(Extracted text)

This one Earth we share with our many cousins is entering parlous times.
Last summer The Guardian interviewed Mami Mizutori, The U.N. secretary-general’s special representative on disaster risk reduction, and reported, “Catastrophes such as cyclones Idai and Kenneth in Mozambique and the drought afflicting India make headlines around the world. But large numbers of ‘lower impact events’ that are causing death, displacement, and suffering are occurring much faster than predicted.”
As re-published by Common Dreams, Mizutori acknowledged: “This is not about the future; this is about today…We talk about a climate emergency and a climate crisis, but if we cannot confront this [issue of adapting to the effects] we will not survive.”
While our Republican-dominated federal and state governments bathe in fossil fuel money, ignore the facts and disparage those who dare look past the daily bottom line, other people and places are actually trying to make a difference.
Twenty states and more than 400 American cities have pledged to try to abide by the Paris Climate Accords that our polluter-parrot president pulled us out of two years ago.
Most nations stayed in the accord and remain committed to a more habitable world.
While our 1950’s-thinking president’s main work seems to be insulting actresses and making this country as polluted as possible, such progressive folks as Mongolia (Outer Mongolia, if you will) are banning coal in the capital of Ulan Bator in order to clean up the air.
The British Committee on Climate Change thinks that country could cut greenhouse gases “nearly to zero by 2050,” according to the BBC. The CCC report from May noted “that if other countries follow the UK, there’s a 50-50 chance of staying below the recommended 1.5C temperature rise by 2100. “A 1.5C rise is considered the threshold for dangerous climate change.”
But it is not just sane governmental action that signals a desire for a better world.
In July, Chubb insurance became, “the first U.S. insurance company to announce that it is distancing itself from the coal industry,” according to Think Progress.
“The insurance company said Monday that it will stop investing in the coal industry. It also will put an end to selling policies that go toward constructing new coal plants, and will cease to underwrite companies that generate more than 30 percent of their revenue from coal mining or supply electricity produced by coal.

(End Extracted text)

### Work to complete:
1/ According to the climate text, how many states and cities have pledged to try to abide by the Paris Climate Accords?
2/ Extend the climate text with a few sentences that pick up right after its last line.

(Material supplied)

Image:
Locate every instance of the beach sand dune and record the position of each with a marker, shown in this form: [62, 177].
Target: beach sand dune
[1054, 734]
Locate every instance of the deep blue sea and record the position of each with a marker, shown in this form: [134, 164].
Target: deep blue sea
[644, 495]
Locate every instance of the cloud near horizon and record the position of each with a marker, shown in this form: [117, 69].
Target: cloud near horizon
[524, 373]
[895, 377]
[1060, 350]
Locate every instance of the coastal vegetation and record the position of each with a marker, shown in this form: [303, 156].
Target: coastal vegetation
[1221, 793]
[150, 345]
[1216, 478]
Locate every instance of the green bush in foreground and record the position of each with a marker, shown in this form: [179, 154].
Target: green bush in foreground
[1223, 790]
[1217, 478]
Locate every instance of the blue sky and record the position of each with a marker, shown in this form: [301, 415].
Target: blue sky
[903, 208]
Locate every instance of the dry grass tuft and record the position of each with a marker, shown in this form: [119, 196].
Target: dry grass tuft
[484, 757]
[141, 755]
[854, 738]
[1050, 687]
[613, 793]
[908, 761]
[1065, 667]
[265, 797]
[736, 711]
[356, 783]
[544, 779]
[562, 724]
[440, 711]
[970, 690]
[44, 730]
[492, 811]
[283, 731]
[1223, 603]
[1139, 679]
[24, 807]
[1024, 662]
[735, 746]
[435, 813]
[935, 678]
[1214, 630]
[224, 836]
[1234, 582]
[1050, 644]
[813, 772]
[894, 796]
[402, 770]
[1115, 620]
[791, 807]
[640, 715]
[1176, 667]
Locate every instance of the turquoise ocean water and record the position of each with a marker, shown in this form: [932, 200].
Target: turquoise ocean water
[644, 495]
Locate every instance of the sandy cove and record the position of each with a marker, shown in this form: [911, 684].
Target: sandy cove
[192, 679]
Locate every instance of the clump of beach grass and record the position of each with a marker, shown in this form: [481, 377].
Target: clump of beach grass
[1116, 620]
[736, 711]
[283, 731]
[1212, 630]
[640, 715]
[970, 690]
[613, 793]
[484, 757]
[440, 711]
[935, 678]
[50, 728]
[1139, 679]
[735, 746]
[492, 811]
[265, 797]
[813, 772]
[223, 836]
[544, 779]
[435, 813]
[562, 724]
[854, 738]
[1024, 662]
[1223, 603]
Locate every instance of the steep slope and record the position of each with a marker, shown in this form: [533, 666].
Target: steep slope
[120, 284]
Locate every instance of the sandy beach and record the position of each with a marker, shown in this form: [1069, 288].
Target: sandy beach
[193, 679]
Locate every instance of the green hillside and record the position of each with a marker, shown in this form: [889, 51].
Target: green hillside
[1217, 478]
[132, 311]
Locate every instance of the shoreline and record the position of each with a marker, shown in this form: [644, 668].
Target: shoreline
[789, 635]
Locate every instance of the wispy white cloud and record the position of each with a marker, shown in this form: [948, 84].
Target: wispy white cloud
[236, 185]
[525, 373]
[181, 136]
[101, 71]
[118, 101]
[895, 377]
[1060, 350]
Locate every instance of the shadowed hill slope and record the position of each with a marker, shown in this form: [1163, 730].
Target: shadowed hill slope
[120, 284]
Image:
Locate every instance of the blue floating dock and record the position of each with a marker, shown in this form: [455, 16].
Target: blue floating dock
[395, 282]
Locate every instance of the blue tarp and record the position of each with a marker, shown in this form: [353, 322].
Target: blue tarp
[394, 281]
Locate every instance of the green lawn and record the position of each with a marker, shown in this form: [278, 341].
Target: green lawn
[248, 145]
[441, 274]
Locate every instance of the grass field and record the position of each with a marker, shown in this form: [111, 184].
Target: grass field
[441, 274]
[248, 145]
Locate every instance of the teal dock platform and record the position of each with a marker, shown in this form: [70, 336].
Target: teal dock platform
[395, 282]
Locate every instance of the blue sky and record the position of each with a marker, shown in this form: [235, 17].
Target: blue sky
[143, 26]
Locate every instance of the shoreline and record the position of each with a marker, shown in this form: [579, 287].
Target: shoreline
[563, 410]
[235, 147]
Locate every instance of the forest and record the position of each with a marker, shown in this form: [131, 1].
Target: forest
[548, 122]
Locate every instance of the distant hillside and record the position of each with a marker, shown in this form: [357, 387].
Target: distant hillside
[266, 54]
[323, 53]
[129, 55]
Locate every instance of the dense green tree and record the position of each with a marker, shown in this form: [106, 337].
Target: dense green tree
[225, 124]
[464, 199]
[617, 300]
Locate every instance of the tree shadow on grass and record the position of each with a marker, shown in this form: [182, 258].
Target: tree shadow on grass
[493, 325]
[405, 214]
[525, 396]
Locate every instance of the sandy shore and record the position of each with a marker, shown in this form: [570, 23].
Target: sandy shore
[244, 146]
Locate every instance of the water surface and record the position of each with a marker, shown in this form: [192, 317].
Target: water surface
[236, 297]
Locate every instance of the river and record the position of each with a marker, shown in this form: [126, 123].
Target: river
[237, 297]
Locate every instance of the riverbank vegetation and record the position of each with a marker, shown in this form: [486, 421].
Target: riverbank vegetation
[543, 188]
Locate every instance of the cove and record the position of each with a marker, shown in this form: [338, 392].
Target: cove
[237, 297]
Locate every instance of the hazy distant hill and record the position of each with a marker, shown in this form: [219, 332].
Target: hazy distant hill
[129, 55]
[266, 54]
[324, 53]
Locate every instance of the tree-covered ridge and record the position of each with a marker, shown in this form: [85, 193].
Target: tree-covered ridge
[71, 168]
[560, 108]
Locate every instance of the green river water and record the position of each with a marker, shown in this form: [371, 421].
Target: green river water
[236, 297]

(End Material supplied)

### Task-by-task answers:
1/ Twenty states and more than 400 American cities.

2/
“And it’s doing all of this because of the climate crisis. Chubb recognizes the reality of climate change and the substantial impact of human activity on our planet,” said Evan Greenberg, the chairman and chief executive of Chubb, in a statement.”
Later that month, Common Dreams reported, “Climate campaigners cheered on Friday after the European Investment Bank revealed a proposal to phase out funding for fossil fuel projects by the end of 2020.”
Gosh, profit-driven institutions realize the dead-end game of amassing money for a world not worth living in.
Then, too, we have a changing political climate regarding climate change. Think Progress reported in March: ” Faith groups and a bipartisan alliance of lawmakers are coming out hard against the Trump administration’s efforts to rollback rules overseeing toxic chemicals at power plants.”
And, if doing the right thing requires the stick, not the carrot, Huffington Post reported in August, “A majority of registered voters support holding energy companies liable for funding misinformation on the climate crisis, according to a new poll.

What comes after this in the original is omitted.